__The problem__.
Please show all lines of the records that include "below".

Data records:
..........
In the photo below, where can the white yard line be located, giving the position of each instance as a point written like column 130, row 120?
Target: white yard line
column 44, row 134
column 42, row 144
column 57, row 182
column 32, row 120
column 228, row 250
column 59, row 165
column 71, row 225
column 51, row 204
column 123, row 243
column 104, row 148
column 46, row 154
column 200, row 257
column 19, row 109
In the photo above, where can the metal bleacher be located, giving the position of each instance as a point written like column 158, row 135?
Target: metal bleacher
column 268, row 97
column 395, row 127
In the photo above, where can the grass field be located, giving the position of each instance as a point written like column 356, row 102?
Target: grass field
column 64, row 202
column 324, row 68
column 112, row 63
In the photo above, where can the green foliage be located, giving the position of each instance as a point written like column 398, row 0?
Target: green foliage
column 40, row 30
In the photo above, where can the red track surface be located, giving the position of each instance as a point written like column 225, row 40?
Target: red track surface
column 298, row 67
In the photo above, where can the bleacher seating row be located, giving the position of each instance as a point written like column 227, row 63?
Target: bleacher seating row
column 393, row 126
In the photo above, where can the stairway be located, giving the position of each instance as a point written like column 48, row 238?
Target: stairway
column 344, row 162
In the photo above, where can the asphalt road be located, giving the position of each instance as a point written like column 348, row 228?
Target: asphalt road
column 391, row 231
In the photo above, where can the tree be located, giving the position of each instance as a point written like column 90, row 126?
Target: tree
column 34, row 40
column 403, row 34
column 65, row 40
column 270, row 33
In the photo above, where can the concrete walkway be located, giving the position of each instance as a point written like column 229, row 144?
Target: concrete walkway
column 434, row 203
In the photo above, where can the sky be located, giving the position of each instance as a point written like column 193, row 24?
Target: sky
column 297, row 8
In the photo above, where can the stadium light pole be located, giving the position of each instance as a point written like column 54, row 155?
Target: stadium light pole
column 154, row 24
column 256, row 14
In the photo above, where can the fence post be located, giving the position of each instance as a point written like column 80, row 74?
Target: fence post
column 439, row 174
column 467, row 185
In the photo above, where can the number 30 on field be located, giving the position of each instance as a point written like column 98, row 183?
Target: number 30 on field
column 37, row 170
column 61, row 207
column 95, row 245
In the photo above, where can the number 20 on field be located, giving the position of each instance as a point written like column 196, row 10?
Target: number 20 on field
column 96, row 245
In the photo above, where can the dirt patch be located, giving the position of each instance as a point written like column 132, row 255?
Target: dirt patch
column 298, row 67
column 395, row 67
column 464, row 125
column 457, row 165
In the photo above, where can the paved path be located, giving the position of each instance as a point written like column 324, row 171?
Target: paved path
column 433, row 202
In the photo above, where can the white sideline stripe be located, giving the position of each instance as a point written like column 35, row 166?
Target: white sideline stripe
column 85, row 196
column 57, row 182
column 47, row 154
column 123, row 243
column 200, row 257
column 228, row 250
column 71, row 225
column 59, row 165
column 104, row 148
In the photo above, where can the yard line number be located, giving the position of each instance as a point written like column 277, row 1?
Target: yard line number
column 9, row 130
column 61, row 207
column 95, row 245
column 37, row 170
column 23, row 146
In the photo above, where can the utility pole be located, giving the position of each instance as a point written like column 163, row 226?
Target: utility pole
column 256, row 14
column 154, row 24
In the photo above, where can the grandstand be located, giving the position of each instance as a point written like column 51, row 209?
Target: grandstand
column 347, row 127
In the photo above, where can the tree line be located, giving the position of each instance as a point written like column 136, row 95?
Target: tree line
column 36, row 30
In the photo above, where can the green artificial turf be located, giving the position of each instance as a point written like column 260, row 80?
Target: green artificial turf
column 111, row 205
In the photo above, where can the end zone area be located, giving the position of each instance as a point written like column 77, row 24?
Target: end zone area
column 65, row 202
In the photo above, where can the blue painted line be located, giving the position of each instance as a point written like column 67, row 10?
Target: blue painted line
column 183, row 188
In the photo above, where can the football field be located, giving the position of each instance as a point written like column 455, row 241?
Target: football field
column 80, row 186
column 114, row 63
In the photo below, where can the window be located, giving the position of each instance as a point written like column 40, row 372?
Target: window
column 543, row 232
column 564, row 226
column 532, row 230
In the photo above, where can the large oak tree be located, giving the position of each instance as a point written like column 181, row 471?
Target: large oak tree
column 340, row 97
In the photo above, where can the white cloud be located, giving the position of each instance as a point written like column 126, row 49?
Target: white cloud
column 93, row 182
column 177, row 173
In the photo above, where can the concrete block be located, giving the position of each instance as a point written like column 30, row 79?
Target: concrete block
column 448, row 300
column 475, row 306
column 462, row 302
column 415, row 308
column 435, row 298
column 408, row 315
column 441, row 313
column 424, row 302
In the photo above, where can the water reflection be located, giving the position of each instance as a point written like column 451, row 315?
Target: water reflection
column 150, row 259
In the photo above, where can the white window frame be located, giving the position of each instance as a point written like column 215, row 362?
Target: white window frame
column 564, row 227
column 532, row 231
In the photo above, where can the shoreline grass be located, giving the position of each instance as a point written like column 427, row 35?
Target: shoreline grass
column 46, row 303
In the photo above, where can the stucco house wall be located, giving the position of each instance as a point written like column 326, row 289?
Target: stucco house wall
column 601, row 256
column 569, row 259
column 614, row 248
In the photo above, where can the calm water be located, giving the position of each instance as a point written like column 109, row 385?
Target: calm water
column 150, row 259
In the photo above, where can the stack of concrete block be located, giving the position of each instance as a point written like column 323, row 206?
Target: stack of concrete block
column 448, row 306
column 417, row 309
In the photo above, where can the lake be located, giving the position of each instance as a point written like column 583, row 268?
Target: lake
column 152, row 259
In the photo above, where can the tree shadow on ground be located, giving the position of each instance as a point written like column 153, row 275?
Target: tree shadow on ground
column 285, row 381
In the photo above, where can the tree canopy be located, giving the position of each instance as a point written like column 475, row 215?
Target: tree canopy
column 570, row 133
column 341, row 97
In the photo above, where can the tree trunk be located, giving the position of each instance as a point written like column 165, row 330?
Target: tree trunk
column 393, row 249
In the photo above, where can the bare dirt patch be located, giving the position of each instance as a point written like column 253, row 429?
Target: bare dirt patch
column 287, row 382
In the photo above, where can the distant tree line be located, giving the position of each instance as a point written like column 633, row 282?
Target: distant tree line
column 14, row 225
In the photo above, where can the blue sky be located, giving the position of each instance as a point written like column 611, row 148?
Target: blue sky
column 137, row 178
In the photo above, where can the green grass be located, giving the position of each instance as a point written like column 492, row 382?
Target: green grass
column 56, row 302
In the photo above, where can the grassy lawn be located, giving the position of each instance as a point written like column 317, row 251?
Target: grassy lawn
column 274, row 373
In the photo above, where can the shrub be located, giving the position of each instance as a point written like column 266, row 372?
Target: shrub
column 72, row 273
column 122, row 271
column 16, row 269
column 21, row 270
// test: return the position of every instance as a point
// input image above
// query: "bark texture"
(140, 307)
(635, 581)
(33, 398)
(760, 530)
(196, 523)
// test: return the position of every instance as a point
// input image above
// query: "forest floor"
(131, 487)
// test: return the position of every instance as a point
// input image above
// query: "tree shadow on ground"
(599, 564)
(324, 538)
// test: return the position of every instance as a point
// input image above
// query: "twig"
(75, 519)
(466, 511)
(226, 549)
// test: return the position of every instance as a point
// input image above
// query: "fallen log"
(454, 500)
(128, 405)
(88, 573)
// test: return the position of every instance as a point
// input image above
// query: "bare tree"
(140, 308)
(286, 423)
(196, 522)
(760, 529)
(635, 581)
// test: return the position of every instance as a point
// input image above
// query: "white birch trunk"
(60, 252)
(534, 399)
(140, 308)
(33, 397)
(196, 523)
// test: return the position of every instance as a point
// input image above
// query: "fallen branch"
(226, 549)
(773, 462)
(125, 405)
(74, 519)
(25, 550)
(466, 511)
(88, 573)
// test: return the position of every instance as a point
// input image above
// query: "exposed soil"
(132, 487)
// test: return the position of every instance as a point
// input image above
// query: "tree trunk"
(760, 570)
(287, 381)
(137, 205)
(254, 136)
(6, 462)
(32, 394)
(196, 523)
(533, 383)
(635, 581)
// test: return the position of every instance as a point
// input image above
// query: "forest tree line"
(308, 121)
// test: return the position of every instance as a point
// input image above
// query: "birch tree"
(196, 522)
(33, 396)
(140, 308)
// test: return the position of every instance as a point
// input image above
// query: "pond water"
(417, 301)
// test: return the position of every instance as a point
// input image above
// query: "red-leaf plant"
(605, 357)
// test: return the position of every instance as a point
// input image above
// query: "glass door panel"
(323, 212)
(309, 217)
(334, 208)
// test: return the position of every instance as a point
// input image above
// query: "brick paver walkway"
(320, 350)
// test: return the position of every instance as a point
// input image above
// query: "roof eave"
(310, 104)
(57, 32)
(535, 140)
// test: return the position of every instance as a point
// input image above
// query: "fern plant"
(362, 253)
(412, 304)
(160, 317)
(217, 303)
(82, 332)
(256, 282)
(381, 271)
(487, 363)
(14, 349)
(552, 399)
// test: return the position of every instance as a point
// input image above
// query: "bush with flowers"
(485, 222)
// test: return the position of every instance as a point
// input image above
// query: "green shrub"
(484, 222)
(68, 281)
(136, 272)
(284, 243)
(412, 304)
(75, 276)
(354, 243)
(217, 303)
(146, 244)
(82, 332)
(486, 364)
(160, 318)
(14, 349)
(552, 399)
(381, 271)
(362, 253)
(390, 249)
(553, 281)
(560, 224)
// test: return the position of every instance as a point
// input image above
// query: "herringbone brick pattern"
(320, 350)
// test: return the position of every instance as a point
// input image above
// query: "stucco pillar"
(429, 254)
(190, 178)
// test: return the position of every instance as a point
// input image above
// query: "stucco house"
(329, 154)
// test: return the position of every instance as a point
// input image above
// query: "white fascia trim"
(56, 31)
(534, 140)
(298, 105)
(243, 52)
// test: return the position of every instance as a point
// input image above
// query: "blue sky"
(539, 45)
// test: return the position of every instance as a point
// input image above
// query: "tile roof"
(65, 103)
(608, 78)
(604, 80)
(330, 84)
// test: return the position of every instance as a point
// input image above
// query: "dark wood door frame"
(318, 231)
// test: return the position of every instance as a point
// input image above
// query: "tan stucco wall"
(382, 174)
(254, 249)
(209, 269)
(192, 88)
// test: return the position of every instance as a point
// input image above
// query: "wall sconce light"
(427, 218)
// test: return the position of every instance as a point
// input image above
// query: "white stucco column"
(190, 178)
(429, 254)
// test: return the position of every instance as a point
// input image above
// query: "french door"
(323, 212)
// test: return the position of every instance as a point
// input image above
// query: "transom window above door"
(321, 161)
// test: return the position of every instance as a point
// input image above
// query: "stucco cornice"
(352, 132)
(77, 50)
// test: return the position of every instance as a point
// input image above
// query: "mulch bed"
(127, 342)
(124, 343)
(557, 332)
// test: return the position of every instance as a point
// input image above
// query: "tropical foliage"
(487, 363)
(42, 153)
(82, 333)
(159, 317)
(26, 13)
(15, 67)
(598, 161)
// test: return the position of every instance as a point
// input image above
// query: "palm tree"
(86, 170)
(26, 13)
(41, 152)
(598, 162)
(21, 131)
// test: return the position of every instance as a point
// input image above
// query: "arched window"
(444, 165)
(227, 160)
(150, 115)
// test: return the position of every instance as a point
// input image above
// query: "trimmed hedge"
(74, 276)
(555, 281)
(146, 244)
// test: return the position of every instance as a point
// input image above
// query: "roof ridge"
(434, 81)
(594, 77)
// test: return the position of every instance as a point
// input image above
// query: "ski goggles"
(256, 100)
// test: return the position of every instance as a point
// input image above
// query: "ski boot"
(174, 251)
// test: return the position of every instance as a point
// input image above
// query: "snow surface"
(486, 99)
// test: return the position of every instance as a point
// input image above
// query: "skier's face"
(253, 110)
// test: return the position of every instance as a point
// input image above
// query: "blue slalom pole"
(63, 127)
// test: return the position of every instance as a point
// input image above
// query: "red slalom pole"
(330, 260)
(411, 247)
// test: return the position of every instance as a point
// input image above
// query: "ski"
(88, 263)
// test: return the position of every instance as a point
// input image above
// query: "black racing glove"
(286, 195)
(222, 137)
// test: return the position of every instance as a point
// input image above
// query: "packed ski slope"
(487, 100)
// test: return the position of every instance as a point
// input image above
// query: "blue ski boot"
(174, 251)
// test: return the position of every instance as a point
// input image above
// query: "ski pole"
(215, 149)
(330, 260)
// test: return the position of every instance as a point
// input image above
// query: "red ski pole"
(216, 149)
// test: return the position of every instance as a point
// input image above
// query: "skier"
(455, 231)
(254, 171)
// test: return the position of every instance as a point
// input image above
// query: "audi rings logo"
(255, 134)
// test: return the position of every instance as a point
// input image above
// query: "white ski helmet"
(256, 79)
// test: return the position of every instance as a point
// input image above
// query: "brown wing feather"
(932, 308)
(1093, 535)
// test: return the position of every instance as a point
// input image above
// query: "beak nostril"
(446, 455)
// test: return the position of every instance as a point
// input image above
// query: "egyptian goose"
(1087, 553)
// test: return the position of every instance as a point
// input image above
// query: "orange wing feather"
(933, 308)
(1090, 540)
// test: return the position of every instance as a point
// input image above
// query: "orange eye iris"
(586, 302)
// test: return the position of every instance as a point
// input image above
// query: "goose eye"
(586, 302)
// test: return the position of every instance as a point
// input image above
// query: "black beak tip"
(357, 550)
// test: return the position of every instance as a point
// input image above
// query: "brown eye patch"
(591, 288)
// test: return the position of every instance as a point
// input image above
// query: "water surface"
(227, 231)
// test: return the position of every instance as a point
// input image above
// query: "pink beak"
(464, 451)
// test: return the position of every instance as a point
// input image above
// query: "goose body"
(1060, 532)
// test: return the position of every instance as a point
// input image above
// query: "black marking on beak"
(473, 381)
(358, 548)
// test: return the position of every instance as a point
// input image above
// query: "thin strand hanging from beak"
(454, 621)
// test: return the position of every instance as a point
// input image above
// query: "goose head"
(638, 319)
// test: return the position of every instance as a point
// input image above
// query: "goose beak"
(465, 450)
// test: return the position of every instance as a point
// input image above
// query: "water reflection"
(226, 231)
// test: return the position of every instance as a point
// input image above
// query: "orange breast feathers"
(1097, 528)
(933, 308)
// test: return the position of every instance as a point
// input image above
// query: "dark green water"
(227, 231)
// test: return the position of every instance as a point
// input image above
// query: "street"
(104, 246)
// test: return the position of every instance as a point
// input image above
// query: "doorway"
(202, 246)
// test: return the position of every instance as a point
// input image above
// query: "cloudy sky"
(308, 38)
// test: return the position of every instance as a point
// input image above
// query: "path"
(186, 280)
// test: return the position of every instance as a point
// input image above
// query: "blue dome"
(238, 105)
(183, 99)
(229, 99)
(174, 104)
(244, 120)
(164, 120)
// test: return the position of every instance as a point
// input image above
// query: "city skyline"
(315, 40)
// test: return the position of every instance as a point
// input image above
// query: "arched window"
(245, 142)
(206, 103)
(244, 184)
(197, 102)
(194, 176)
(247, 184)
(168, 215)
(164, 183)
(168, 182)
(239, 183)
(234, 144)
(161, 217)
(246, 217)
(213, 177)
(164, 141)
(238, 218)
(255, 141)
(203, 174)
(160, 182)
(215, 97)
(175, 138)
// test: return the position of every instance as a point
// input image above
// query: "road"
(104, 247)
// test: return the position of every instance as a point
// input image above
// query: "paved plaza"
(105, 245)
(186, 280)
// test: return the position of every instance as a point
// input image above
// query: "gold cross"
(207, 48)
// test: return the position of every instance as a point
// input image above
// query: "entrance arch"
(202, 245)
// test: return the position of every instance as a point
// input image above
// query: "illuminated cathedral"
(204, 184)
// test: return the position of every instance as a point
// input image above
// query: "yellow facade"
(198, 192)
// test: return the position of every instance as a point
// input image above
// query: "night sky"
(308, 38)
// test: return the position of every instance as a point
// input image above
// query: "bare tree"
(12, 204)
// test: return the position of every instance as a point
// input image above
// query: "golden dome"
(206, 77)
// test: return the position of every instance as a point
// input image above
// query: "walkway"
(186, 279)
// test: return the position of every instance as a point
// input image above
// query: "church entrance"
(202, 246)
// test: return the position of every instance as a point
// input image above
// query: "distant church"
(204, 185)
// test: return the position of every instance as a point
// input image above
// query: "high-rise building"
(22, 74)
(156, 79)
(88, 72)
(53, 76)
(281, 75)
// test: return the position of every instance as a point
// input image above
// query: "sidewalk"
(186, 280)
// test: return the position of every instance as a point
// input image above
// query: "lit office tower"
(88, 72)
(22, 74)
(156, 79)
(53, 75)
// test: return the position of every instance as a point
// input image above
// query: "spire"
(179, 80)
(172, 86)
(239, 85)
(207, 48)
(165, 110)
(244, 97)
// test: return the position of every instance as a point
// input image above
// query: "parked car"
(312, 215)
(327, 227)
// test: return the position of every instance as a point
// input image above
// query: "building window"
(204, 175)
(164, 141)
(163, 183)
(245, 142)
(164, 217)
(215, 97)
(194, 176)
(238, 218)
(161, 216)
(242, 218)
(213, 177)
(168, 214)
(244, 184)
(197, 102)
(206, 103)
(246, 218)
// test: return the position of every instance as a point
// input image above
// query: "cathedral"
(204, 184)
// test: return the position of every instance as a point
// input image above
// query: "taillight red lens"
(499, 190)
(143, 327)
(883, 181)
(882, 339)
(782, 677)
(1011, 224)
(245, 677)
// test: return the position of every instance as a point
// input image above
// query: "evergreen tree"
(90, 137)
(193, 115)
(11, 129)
..........
__Response__.
In the photo below, where can the white yard line be located, giving the position of each instance as a point written like column 130, row 120?
In the photo below, where can the window be located, giving the position of each instance as a point written like column 40, row 372?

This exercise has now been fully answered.